- **REQUIRED TASK A**:
From the message about ARP takeover, extract the passage starting with "Jeff Fitzwater jfitz" and going on through "you put in.".

- **EXTRACT**:
[c-nsp] Bridge devices - ARP takeover

Jeff Fitzwater jfitz at Princeton.EDU
Thu Aug 13 17:01:02 EDT 2009


IF you hardcoded the ARP in both routers, then they should never  
change.   So what exactly breaks?  Can you ping the other router? What  
is the other routers ARP entry and visa versa?  They better be the  
ones you put in.



Jeff
On Aug 13, 2009, at 4:53 PM, Graham Wooden wrote:

> I say 30 minutes ... But I just had it occur on less than 5 minutes  
> from
> having the far end router and radio rebooted. And apparently my  
> attempt to
> hardcode the MAC addresses on both ends didn't fix it.  I am going  
> to start
> blaming the radios I think ...

- **PROVIDED ENTRIES**:
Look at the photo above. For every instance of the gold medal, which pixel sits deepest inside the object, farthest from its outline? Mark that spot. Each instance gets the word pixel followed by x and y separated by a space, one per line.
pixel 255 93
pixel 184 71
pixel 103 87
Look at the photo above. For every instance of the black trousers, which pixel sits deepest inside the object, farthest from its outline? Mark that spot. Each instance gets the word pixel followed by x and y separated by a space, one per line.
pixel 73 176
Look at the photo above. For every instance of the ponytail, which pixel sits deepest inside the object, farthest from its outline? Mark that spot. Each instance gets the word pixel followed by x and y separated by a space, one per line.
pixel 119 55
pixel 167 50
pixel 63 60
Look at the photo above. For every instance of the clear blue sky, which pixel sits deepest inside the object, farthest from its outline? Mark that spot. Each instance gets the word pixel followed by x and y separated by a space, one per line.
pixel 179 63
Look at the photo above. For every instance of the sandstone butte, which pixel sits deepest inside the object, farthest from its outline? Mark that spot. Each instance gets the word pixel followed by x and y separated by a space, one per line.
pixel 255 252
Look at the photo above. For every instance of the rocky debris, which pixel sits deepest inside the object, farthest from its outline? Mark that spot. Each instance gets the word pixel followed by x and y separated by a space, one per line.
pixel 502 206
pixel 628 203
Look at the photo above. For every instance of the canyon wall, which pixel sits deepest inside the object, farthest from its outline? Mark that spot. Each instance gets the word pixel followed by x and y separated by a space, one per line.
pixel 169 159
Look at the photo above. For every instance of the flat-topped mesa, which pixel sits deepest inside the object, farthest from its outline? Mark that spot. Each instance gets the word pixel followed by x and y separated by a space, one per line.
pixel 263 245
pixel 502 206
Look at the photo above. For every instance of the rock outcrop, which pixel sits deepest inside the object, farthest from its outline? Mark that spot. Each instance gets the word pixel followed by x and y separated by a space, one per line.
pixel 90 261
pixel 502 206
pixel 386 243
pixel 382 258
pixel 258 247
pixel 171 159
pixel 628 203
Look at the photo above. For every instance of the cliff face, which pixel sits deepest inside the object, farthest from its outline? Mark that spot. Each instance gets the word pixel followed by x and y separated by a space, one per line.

- **REQUIRED TASK B**:
Please copy the entries word for word, from their very first line through the line with "pixel 179 63".

- **EXERCISE RESPONSE A**:
Jeff Fitzwater jfitz at Princeton.EDU
Thu Aug 13 17:01:02 EDT 2009


IF you hardcoded the ARP in both routers, then they should never  
change.   So what exactly breaks?  Can you ping the other router? What  
is the other routers ARP entry and visa versa?  They better be the  
ones you put in.

- **EXERCISE RESPONSE B**:
Look at the photo above. For every instance of the gold medal, which pixel sits deepest inside the object, farthest from its outline? Mark that spot. Each instance gets the word pixel followed by x and y separated by a space, one per line.
pixel 255 93
pixel 184 71
pixel 103 87
Look at the photo above. For every instance of the black trousers, which pixel sits deepest inside the object, farthest from its outline? Mark that spot. Each instance gets the word pixel followed by x and y separated by a space, one per line.
pixel 73 176
Look at the photo above. For every instance of the ponytail, which pixel sits deepest inside the object, farthest from its outline? Mark that spot. Each instance gets the word pixel followed by x and y separated by a space, one per line.
pixel 119 55
pixel 167 50
pixel 63 60
Look at the photo above. For every instance of the clear blue sky, which pixel sits deepest inside the object, farthest from its outline? Mark that spot. Each instance gets the word pixel followed by x and y separated by a space, one per line.
pixel 179 63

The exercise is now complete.